**作業内容**
A) 本文抜粋によると、荒瀬さんが一級を取得したのは何歳の時か。
B) 本文抜粋のうち、「1級料飲サービス士探訪 京王プラザホテルスーパーバイザー・荒瀬 一春さん」から始まり「ません。主賓はお客さまです。」で終わる部分を、一字も変えずに返すこと。

**本文抜粋**

1級料飲サービス士探訪 京王プラザホテルスーパーバイザー・荒瀬 一春さん
受験資格は経験年数によりますので、三級、二級、一級と取得してきました。料飲サービスの知識の整理集大成がしたいと思い認定を受けました。
サービスはハートとホスピタリティーから始まりますが、自分勝手をやることではなく、基本を守ってそれを応用することです。新宿のお客さま、スポーツクラブのお客さま、インドネシアのお客さまはそれぞれ違います。一〇〇人のお客さまには一〇〇のサービスが提供されなければなりません。主賓はお客さまです。
三六歳で一級を取得して初めて、サービス技術を完成できたというより、ここでようやく自分の味を出せる段階に到達したと感じます。言い換えれば、資格取得以前には仕事によってサービスが自己流に偏っていたことが分かりました。現在サービスの偏重が払拭された感じです。
どんなお客さまにもサービスをあいまいにしてはならないという責任感を持つようになりました。基本を中心にして自分からお客さまの期待以上のサービスをしていきたいと思います。
トレーを持っていた者が全く異なる仕事の、経営企画、机上の理論、数字を扱う仕事をしました(三四歳の時)。新規事業の計画に携わり、土地の物件から始まり、単価をいくらにし、何回転すれば収益があがるのかなどのシミュレーションをしました。
現場で長く働いていますと、新宿の昼のランチタイムではどのくらいの単価が限界で、どのくらいの利益が見込めるか、体で知っています。新規の計画立案に、金利、人件費、償却費をはじいてゆくと、実際に近い計画ができます。
現場の経験を持った者が経営企画で学んだものを持っていると、これは大きな強みを発揮します。その筋の業者が自分たちに都合のいい数字を立てて提案してくる場合もありましたが、これに目がくらむようなことは、避けることができました。
商売の収支がはじけ、係数が分かるサービスマンの適応範囲が広がってきました。一般に数字を設定して五官を絞るのですが、五官から入って数字をはじき出せるサービスマンのいるホテルが、本当に力のあるホテルだと考えています。
経営企画、総務、経理、人事、いずれもどこの会社にもある部門です。ある程度の時間があれば理解できます。数字の勉強をさせてもらったので、現場に帰りたいと希望しました。私は接客業、料飲に興味を持ってホテルに入社したのですから、現場に戻りました。

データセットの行

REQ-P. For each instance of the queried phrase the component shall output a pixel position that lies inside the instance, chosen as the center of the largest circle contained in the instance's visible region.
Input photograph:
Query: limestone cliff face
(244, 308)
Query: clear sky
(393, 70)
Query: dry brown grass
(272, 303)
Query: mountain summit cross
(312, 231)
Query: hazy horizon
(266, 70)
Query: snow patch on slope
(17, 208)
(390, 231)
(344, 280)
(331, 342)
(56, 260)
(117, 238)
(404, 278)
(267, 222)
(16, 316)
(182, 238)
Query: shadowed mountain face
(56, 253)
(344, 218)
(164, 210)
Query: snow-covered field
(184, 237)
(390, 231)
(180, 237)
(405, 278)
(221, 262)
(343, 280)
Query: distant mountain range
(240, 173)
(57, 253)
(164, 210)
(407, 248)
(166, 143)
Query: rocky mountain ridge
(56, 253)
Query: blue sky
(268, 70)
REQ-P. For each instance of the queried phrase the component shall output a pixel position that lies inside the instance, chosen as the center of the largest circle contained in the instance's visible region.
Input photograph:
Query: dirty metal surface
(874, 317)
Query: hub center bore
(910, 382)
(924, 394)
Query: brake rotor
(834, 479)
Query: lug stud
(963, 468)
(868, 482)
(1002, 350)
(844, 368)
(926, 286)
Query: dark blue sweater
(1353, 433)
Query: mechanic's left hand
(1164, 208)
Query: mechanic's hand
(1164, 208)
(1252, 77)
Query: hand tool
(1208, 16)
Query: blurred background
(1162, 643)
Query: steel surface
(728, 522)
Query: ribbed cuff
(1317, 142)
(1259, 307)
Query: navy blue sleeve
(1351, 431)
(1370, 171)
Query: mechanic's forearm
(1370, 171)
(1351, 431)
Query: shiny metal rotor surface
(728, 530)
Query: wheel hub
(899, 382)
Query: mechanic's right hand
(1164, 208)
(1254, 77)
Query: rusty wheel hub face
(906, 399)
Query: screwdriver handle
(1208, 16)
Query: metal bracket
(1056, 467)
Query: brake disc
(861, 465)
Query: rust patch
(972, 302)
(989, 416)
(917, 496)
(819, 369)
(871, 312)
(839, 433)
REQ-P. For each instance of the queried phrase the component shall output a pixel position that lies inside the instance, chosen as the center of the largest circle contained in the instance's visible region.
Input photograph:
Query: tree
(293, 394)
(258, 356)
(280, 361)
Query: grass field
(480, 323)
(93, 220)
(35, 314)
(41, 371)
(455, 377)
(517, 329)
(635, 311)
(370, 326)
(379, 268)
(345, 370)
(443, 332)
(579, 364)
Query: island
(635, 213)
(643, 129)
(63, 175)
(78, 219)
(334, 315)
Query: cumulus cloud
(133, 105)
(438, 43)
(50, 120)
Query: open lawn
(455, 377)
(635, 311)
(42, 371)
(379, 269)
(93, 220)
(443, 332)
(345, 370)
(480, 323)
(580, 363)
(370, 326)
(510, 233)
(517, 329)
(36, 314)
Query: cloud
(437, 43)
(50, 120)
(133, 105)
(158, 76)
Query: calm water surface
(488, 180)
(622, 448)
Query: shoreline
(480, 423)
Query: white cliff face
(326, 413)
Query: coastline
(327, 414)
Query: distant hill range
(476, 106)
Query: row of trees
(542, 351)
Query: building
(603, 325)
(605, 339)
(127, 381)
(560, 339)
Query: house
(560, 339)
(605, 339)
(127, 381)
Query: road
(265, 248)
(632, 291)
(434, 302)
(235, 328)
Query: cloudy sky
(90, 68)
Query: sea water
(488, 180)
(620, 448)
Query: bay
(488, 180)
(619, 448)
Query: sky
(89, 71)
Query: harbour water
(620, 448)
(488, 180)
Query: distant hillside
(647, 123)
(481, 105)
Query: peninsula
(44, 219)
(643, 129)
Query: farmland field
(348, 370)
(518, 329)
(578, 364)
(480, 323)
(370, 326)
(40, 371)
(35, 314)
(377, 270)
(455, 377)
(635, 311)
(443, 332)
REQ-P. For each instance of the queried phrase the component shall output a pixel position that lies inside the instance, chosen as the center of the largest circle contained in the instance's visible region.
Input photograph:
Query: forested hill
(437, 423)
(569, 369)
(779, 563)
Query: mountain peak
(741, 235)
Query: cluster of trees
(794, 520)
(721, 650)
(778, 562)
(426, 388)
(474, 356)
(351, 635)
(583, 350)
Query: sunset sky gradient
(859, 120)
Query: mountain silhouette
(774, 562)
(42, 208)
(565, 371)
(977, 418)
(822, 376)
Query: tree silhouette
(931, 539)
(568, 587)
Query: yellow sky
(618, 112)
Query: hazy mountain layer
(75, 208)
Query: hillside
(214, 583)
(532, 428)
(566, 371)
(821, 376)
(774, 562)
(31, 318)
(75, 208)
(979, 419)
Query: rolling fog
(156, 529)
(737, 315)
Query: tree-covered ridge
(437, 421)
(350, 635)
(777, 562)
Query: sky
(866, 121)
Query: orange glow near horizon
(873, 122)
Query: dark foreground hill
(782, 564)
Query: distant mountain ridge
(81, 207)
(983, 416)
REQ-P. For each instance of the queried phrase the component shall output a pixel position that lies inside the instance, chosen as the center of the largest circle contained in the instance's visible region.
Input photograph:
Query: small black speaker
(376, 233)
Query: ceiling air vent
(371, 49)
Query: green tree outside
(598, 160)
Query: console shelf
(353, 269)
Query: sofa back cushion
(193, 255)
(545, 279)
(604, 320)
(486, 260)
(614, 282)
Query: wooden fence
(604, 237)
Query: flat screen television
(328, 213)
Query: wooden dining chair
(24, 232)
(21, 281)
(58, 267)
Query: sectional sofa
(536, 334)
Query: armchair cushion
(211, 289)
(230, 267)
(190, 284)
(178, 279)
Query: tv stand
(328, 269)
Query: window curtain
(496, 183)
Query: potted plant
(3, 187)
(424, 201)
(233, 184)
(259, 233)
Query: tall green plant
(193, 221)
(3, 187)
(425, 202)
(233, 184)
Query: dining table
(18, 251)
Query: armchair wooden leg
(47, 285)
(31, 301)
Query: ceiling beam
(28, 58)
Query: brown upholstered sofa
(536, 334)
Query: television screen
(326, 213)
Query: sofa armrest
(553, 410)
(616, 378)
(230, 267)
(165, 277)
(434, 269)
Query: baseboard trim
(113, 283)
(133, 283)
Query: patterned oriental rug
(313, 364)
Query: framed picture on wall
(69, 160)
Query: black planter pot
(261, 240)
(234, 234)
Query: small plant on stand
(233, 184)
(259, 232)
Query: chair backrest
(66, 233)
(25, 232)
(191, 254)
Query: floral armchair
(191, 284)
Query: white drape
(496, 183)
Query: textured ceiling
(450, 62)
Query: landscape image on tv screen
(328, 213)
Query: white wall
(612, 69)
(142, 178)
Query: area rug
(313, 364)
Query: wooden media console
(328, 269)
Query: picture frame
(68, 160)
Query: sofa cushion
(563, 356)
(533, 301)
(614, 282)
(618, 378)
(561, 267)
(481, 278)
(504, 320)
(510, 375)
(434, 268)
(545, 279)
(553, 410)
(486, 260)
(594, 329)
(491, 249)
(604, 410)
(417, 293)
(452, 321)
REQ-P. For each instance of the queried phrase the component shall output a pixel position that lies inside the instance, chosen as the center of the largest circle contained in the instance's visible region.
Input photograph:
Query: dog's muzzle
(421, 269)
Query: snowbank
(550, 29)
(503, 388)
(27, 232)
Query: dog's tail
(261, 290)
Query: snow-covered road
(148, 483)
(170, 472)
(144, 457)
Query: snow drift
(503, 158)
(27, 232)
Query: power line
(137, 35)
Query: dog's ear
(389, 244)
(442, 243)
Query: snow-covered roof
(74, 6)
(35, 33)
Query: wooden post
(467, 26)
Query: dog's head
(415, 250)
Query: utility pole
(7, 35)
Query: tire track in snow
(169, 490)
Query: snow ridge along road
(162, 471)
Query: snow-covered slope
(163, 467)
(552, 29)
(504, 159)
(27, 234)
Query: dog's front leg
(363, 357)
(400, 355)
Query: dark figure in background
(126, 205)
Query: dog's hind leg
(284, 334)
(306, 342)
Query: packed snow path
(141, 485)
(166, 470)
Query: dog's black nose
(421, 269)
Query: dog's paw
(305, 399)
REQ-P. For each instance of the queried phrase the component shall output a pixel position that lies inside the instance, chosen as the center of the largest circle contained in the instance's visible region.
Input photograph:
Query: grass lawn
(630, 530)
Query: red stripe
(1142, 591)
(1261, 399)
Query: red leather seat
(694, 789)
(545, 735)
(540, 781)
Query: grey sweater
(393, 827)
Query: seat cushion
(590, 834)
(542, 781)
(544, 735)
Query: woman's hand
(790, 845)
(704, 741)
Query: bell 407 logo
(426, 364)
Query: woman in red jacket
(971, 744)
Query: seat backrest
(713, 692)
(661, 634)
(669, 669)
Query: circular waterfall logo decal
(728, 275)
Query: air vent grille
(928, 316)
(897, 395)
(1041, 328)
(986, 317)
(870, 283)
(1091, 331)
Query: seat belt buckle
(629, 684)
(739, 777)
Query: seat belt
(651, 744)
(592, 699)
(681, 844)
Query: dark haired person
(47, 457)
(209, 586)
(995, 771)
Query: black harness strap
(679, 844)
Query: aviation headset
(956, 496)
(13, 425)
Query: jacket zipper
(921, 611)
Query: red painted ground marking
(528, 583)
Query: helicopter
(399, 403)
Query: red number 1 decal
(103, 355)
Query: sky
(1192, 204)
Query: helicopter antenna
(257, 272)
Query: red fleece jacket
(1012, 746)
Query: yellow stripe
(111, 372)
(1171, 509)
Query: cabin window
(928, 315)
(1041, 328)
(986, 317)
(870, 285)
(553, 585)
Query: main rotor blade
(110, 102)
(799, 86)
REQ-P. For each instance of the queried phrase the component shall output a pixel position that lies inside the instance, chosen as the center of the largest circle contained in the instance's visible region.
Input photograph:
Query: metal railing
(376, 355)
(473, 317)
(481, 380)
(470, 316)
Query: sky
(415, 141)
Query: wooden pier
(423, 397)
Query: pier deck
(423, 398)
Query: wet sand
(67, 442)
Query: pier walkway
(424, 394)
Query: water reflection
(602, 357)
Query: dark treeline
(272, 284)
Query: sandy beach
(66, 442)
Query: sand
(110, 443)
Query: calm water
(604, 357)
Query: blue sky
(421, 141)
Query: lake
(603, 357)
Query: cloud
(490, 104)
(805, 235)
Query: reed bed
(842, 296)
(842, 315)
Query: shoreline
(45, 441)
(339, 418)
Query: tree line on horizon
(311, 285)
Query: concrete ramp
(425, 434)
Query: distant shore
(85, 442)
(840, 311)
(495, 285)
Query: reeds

**順番どおりの出力**
A) 三六歳の時。

B)
1級料飲サービス士探訪 京王プラザホテルスーパーバイザー・荒瀬 一春さん
受験資格は経験年数によりますので、三級、二級、一級と取得してきました。料飲サービスの知識の整理集大成がしたいと思い認定を受けました。
サービスはハートとホスピタリティーから始まりますが、自分勝手をやることではなく、基本を守ってそれを応用することです。新宿のお客さま、スポーツクラブのお客さま、インドネシアのお客さまはそれぞれ違います。一〇〇人のお客さまには一〇〇のサービスが提供されなければなりません。主賓はお客さまです。